(Избранный отрывок):
%%
Иван Гончаров - Письма (1852-1853)
Утро превосходное, не английское. Тепло, как у нас в августе. Мы оставили в России морозы, а только спустились за Ревель, началось тепло, продолжающееся до сих пор, так что пальто Клеменца из толстого трико гнетет меня, как панцирь. Спал я как убитый, может быть, от портера, который я употребляю ежедневно, а также и устриц; сотня стоит всего два шиллинга. Я бы написал о миллионе тех мелких неудобств, которыми сопровождается вступление мое на чужие берега, но я не отчаиваюсь написать когда-нибудь главу под названием Путешествие Обломова: там постараюсь изобразить, что значит для русского человека самому лазить в чемодан, знать, где что лежит, заботиться о багаже и по десяти раз в час приходить в отчаяние, вздыхая по матушке России, о Филиппе и т. п. Всё это происходит со мной и со всеми, я думаю, кто хоть немножко не в черном теле вырос.
%%
(Порядок работы):
a: Перепишите фрагмент письма Гончарова, который начинается со слов «Иван Гончаров - Письма» и заканчивается словами «черном теле вырос.», заменив в нем «устриц» на «мидий».
b: Назовите все личные имена и фамилии, которые встречаются в письме Гончарова после заголовка.
c: Продолжите письмо Гончарова о вступлении на чужие берега с того места, где заканчивается отрывок.
Листинг в этой работе никакой роли не играет.

(Выдержки из листинга):
%%
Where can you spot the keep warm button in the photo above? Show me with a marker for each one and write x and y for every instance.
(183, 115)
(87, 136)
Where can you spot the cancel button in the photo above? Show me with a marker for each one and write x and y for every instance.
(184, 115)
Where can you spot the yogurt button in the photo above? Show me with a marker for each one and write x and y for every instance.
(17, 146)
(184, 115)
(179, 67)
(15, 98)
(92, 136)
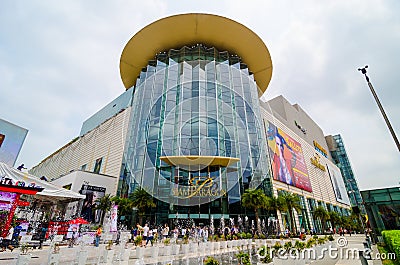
%%
(Перечень ответов):
a:
Иван Гончаров - Письма (1852-1853)
Утро превосходное, не английское. Тепло, как у нас в августе. Мы оставили в России морозы, а только спустились за Ревель, началось тепло, продолжающееся до сих пор, так что пальто Клеменца из толстого трико гнетет меня, как панцирь. Спал я как убитый, может быть, от портера, который я употребляю ежедневно, а также и мидий; сотня стоит всего два шиллинга. Я бы написал о миллионе тех мелких неудобств, которыми сопровождается вступление мое на чужие берега, но я не отчаиваюсь написать когда-нибудь главу под названием Путешествие Обломова: там постараюсь изобразить, что значит для русского человека самому лазить в чемодан, знать, где что лежит, заботиться о багаже и по десяти раз в час приходить в отчаяние, вздыхая по матушке России, о Филиппе и т. п. Всё это происходит со мной и со всеми, я думаю, кто хоть немножко не в черном теле вырос.

b: Клеменц, Обломов, Филипп.

c:
Пишите ко мне, пожалуйста, но пишите сейчас же, иначе письмо, может быть, и не застанет меня; мы пробудем недели четыре. Адресуйте так:
England, Portsmouth,
Russian frigate Pallas.
То M-r John Gontcharoff
У Вас, милая прекрасная Элликонида Александровна, целую ручки и чуть не со слезами благодарю за многие знаки дружбы и внимания: и варенье, и корпия для ушей, и графин — всё это оказалось чрезвычайно полезным. Я так часто и с таким чувством вспоминаю о Вас, как Вы и не поверите.
До свидания, всегда Ваш
И. Гончаров.
Кланяюсь всем Вашим братьям и Ростовским: другу моему Ав[дотье] А[ндреевне] скажите, что я сам не верю тому — где я. Покажите это письмо Майковым и попросите написать ко мне по этому адресу, не ожидая от меня писем; я к ним писал из Дании и буду на днях опять писать.
О себе напишите поподробнее: что Бог дал Вам и здорова ли Екатерина Александровна. Панаевым, Некрасову и Анненкову и прочим приятелям дружеский поклон.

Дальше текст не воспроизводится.